Referring expression pointing data
*** Block opens ***
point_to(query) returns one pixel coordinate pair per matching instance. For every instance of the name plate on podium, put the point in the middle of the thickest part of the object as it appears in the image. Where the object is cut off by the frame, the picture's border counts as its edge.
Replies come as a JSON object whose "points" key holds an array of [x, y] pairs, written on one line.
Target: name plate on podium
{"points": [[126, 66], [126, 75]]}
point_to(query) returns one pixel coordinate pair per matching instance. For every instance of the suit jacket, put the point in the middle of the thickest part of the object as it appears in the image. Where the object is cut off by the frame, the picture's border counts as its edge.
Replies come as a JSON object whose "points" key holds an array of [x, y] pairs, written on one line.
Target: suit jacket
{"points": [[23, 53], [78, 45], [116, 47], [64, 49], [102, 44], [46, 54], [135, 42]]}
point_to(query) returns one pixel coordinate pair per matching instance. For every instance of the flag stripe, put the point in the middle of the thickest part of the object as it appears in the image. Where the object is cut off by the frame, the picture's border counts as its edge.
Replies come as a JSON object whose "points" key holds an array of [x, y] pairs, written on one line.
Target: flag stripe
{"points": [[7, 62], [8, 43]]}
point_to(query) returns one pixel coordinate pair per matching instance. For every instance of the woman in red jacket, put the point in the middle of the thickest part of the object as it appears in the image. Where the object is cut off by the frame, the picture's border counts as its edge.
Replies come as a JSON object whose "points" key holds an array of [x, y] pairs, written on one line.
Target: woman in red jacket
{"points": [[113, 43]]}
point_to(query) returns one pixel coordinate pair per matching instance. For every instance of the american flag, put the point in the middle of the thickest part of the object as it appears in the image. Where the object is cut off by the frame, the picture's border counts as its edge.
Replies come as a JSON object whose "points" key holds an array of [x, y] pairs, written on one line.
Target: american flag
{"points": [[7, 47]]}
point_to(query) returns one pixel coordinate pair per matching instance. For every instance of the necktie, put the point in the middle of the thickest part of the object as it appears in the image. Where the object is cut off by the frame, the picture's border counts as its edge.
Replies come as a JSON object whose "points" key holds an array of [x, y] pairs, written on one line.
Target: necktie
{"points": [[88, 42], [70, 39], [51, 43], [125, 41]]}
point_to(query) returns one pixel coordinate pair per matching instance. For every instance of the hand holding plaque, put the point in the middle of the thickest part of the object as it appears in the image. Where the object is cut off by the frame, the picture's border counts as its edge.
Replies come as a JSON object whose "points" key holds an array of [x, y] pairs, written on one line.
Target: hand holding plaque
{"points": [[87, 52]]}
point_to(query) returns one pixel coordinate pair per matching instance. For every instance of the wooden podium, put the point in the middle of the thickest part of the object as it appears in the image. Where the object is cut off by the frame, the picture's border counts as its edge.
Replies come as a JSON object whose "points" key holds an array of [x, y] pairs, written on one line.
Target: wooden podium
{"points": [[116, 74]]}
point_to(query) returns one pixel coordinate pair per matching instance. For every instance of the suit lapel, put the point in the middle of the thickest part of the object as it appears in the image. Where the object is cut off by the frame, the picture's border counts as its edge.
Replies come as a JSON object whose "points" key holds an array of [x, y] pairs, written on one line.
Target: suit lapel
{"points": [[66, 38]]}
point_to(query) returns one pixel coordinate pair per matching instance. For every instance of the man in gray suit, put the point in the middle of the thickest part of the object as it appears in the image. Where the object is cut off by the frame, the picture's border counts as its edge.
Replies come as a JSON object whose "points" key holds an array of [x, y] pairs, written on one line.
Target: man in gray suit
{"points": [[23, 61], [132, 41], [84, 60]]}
*** Block closes ***
Work request:
Output the data exactly, so that every line matches the original.

Answer box:
point_to(query) returns one pixel coordinate pair per matching instance. For every instance of the name plate on podium, put the point in the middle of the thickest part of the object as it appears in the image. Where the object is cut off by the frame, the picture's border counts as its edge.
Replies come as a JSON object whose "points" key holds an array of [x, y] pairs, written on one line.
Target: name plate on podium
{"points": [[126, 66], [126, 75]]}
point_to(query) returns one pixel coordinate pair per matching instance. For every instance of the suit jacket, put the point in the middle of the thickest part of the object as it appears in the image. Where the object is cut off by the frame, the picture's border counts as its edge.
Replies come as a JSON object whose "points" key holds an array of [x, y] pairs, written on one line.
Target: suit jacket
{"points": [[23, 53], [78, 45], [116, 47], [64, 49], [102, 44], [46, 54], [135, 42]]}
point_to(query) returns one pixel coordinate pair per matching instance. For every instance of the flag stripe, put the point in the middle of the thickest part of the object as it appears in the image. Where the object is cut off by the frame, the picture's border counts as its edge.
Replies come as a JSON object whose "points" key holds an array of [x, y] pairs, written on one line.
Target: flag stripe
{"points": [[7, 62], [8, 43]]}
point_to(query) returns one pixel coordinate pair per matching instance. For every instance of the woman in red jacket, put the point in the middle of the thickest part of the object as it appears in the image. Where the object is cut off by the frame, the picture's border counts as its edge.
Replies come as a JSON object whose "points" key holds an array of [x, y] pairs, written on one line.
Target: woman in red jacket
{"points": [[113, 43]]}
point_to(query) returns one pixel coordinate pair per matching instance. For every instance of the american flag, put the point in the middle of the thickest part of the object as it appears in the image. Where the object is cut off by the frame, the picture's border counts as its edge.
Replies come as a JSON object whose "points" key holds an array of [x, y] pairs, written on one line.
Target: american flag
{"points": [[7, 47]]}
point_to(query) returns one pixel coordinate pair per matching instance. For every instance of the necktie, put the point in the middle of the thickest part of the object as it appears in the image. Where the object is cut off by the frame, the picture's border counts as its edge.
Replies come as a JSON object whose "points" key holds an array of [x, y] pairs, written on one line.
Target: necktie
{"points": [[88, 42], [70, 39], [51, 43], [125, 41]]}
point_to(query) returns one pixel coordinate pair per matching instance. For every instance of the hand holding plaque, put the point in the middle of the thickest part of the object as it appears in the image. Where the object is cut off by the frame, the picture's border counts as its edge.
Replies come as a JSON object whose "points" key holds an array of [x, y] pairs, written on one line.
Target: hand holding plaque
{"points": [[87, 52]]}
point_to(query) returns one pixel coordinate pair per matching instance. For every instance of the wooden podium, put the point in the middle of the thickest part of the object as it appears in the image. Where the object is cut off by the frame, the picture's border counts as its edge.
Replies come as a JSON object whose "points" key holds an array of [x, y] pairs, written on one line.
Target: wooden podium
{"points": [[116, 74]]}
point_to(query) returns one pixel coordinate pair per matching instance. For every instance of the suit lapel, put the point in the middle of the thickest part of the object as it appears in the image. Where the object is cut off by the frame, the picture's border counts as its edge.
Replies come as a JSON object whose "points" key holds an array of [x, y] pairs, written on one line.
Target: suit lapel
{"points": [[66, 38]]}
point_to(query) returns one pixel coordinate pair per matching instance. For every instance of the man in gray suit, put the point in the middle of the thickest part of the object as it appears in the image. Where the object is cut off by the frame, the picture's border counts as its edge.
Replies come as a JSON object whose "points" key holds an array of [x, y] pairs, written on one line.
Target: man in gray suit
{"points": [[23, 61], [132, 41], [84, 60]]}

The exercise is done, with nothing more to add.